# Directive:
Exact repetition is required: output every record in full.

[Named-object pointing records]

——————

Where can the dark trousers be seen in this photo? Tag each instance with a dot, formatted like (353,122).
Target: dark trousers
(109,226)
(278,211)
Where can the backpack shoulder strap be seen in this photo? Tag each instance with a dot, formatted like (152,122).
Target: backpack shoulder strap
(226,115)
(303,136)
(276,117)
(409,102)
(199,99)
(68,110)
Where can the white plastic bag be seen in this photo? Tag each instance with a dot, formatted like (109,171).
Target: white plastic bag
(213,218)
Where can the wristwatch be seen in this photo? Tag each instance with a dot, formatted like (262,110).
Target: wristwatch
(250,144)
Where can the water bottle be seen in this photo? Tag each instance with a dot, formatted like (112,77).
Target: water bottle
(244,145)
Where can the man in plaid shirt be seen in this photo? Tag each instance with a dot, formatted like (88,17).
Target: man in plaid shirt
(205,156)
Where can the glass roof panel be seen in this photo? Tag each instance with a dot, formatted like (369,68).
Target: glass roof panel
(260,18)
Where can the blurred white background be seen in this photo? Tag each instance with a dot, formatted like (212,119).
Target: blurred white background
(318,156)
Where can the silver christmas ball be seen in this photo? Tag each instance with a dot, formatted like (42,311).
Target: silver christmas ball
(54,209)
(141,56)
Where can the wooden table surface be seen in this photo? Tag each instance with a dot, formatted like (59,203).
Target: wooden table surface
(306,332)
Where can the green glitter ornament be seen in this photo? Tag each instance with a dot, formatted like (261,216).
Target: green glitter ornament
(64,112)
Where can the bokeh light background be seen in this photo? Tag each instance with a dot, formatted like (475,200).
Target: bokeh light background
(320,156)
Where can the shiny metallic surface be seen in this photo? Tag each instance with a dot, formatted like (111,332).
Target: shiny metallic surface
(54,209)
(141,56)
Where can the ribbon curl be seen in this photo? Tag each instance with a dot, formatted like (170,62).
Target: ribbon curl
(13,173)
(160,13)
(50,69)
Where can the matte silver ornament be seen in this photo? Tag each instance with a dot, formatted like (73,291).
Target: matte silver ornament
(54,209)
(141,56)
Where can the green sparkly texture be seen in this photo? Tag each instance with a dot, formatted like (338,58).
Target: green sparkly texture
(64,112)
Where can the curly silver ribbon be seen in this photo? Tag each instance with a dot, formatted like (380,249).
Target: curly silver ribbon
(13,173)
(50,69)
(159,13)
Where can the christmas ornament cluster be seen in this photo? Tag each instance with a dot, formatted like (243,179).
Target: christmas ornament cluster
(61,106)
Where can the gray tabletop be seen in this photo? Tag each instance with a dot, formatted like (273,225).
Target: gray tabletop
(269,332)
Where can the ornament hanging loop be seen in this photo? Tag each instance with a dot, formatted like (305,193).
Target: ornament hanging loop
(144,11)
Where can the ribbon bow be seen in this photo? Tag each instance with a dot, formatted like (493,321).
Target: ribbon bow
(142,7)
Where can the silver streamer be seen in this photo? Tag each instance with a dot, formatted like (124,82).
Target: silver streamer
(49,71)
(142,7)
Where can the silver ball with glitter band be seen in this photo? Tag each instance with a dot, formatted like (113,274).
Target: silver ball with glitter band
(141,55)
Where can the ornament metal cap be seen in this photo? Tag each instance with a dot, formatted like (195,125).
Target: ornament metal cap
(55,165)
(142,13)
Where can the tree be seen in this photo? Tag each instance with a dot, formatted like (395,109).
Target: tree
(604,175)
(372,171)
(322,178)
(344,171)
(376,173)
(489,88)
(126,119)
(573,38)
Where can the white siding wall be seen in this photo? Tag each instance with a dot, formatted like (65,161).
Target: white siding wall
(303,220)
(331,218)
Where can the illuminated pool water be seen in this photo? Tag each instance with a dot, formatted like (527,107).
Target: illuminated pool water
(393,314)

——————

# Written response:
Where can the dark trousers be seen in this photo? Tag each instance with a dot, formatted like (353,122).
Target: dark trousers
(109,226)
(278,211)
Where can the backpack shoulder strap be seen in this photo? Tag each instance with a dot, formatted like (152,122).
Target: backpack shoulder strap
(226,115)
(303,136)
(276,117)
(409,102)
(199,99)
(68,110)
Where can the white plastic bag be seen in this photo? Tag each instance with a dot, formatted like (109,171).
Target: white plastic bag
(213,218)
Where can the wristwatch be seen in this photo? Tag each instance with a dot, formatted like (262,110).
Target: wristwatch
(250,144)
Where can the water bottle be seen in this photo? Tag each instance with a dot, formatted like (112,77).
Target: water bottle
(244,145)
Where can the man in plaid shirt be seen in this photo? Tag each instance with a dot, formatted like (88,17).
Target: man in plaid shirt
(205,156)
Where can the glass roof panel be seen in this photo? Tag each instance with a dot, formatted like (369,68).
Target: glass roof panel
(260,18)
Where can the blurred white background be seen in this photo? Tag each instance with a dot, formatted like (212,119).
Target: blurred white background
(318,156)
Where can the silver christmas ball be seen in this photo? Tag each instance with a dot, formatted like (42,311).
Target: silver christmas ball
(54,209)
(141,56)
Where can the wooden table surface be seen in this photo? Tag each instance with a dot, formatted like (59,203).
Target: wooden table surface
(306,332)
Where can the green glitter ornament be seen in this photo? Tag each instance with a dot, formatted like (261,216).
Target: green glitter ornament
(64,112)
Where can the bokeh light background be seen in this photo? Tag each instance with a dot, formatted like (475,200).
Target: bokeh light background
(320,156)
Where can the shiny metallic surface be seen in this photo? Tag each instance with a dot, formatted like (111,332).
Target: shiny metallic surface
(54,209)
(141,56)
Where can the ribbon curl be seen in this photo? Tag each instance with a dot, formatted like (170,62).
Target: ribbon curl
(13,173)
(160,13)
(50,69)
Where can the matte silver ornament be seen in this photo? Tag each instance with a dot, formatted like (73,291).
Target: matte silver ornament
(54,209)
(141,56)
Where can the green sparkly texture be seen in this photo? Tag each instance with a dot, formatted like (338,58).
Target: green sparkly texture
(64,112)
Where can the curly silver ribbon be seen in this photo? Tag each instance with a dot, formatted like (380,249).
Target: curly silver ribbon
(13,173)
(50,69)
(159,13)
Where can the christmas ornament cluster be seen in this photo? Tag each instance with a dot, formatted like (243,179).
Target: christmas ornament cluster
(61,106)
Where can the gray tabletop be seen in this photo? Tag each instance with a dot, formatted like (273,225).
Target: gray tabletop
(269,332)
Where can the ornament hanging loop be seen in this photo? Tag each instance with a dot, formatted like (305,193).
Target: ornament hanging loop
(144,11)
Where can the ribbon bow be seen in this photo? Tag each instance with a dot, formatted like (493,321).
Target: ribbon bow
(142,7)
Where can the silver streamer be seen in this photo? Tag each instance with a dot, formatted like (124,82).
Target: silver streamer
(49,71)
(142,7)
Where can the silver ball with glitter band be seen in this photo? Tag each instance with a dot, formatted like (113,274).
Target: silver ball with glitter band
(141,55)
Where can the ornament metal cap be seen in this photo? Tag each instance with a dot, formatted like (195,125).
Target: ornament metal cap
(55,165)
(142,13)
Where can the tree be seen in this photo? Tag each instance with a dot, formatted like (395,109).
Target: tree
(604,175)
(372,171)
(322,178)
(344,171)
(376,173)
(489,88)
(126,119)
(573,38)
Where can the white siding wall be seen in this photo? Tag each instance with a dot, formatted like (65,161).
Target: white siding wall
(303,220)
(331,218)
Where can the illuminated pool water be seen in this photo? Tag each instance with a dot, formatted like (527,107).
Target: illuminated pool water
(393,314)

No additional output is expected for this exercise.